THE DATA:
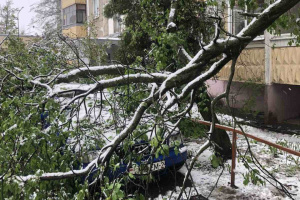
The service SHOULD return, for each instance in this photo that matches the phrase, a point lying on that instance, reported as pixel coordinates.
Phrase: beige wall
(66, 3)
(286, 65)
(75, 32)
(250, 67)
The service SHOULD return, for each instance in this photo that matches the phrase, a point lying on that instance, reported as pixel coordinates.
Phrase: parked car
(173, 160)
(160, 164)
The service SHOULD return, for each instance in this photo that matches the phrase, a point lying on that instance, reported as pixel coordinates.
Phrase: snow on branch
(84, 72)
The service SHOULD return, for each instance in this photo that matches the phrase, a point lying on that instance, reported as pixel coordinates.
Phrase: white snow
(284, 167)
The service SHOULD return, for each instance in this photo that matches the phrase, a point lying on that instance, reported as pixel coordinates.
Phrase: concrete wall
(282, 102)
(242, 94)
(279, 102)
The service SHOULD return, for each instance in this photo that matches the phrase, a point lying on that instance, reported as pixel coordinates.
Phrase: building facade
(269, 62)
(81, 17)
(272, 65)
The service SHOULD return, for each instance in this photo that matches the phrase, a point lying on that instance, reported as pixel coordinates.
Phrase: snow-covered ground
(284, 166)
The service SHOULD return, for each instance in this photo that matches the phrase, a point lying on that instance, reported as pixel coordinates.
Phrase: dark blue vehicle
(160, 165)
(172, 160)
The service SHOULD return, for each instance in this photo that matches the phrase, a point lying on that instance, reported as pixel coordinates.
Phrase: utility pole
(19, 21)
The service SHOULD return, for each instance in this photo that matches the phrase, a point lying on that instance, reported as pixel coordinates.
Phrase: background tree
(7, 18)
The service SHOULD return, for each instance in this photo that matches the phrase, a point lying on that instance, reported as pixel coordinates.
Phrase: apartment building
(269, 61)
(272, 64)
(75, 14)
---
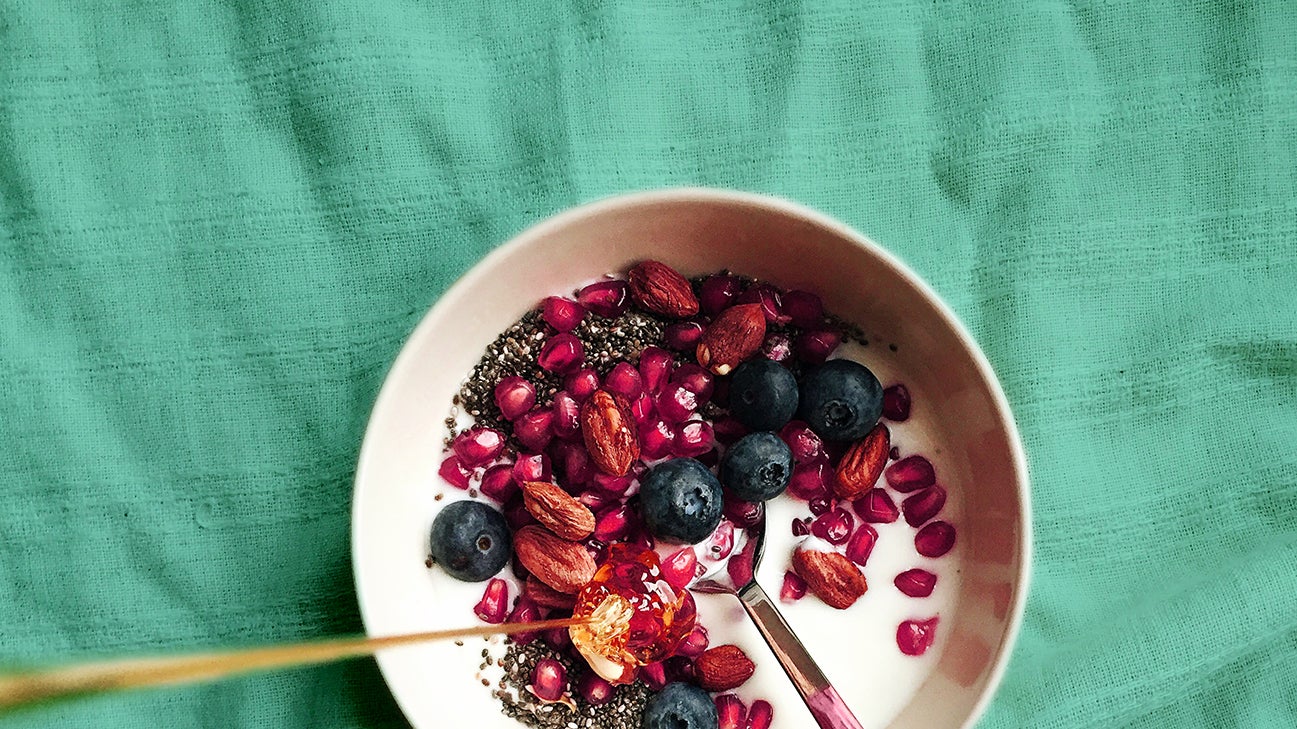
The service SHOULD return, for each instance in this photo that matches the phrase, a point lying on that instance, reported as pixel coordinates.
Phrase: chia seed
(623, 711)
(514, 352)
---
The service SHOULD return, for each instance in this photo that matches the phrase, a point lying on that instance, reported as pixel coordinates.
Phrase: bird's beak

TASK TO CARRY OUT: Please pull out every line of the records that contains the word "wall".

EXERCISE SOLUTION:
Phrase: beige wall
Phrase: concrete wall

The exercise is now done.